**Problem requirements:**
Rewrite the material with every "instance" changed to "occurrence", leaving everything else as it is.

··· Supplied information ···

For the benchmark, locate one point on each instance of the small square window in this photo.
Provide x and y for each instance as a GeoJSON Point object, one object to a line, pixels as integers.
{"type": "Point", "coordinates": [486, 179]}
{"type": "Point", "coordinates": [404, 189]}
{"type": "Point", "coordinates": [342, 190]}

···

**The response:**
For the benchmark, locate one point on each occurrence of the small square window in this photo.
Provide x and y for each occurrence as a GeoJSON Point object, one object to a line, pixels as integers.
{"type": "Point", "coordinates": [486, 179]}
{"type": "Point", "coordinates": [404, 189]}
{"type": "Point", "coordinates": [342, 190]}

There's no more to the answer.